** start Data to use **

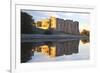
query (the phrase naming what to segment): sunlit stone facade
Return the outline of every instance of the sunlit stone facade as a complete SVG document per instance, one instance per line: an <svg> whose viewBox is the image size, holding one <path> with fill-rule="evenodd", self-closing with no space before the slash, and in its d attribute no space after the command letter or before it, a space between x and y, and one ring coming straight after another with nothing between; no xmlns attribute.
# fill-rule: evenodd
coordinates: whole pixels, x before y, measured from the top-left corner
<svg viewBox="0 0 100 73"><path fill-rule="evenodd" d="M73 20L64 20L61 18L50 17L36 22L36 27L41 29L52 28L70 34L79 34L79 22Z"/></svg>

** end Data to use **

Rewrite the lines of the items with "sunlit stone facade" swapped for "shaded brick wall" and everything else kept the same. Leave the pictures out.

query (the phrase naming what to segment): shaded brick wall
Return the outline of every instance of the shaded brick wall as a complete SVG document per instance, one instance per line: an <svg> whose viewBox is the image size, holding one <path> with fill-rule="evenodd", self-closing with no space before the slash, and in its d attribute no space after the command letter or before it, a space between x and y, and one ring coming straight after another with nothing between; no xmlns attribute.
# fill-rule: evenodd
coordinates: whole pixels, x before y, measured from the top-left corner
<svg viewBox="0 0 100 73"><path fill-rule="evenodd" d="M73 20L64 20L61 18L50 17L36 22L36 27L41 29L52 28L70 34L79 34L79 22Z"/></svg>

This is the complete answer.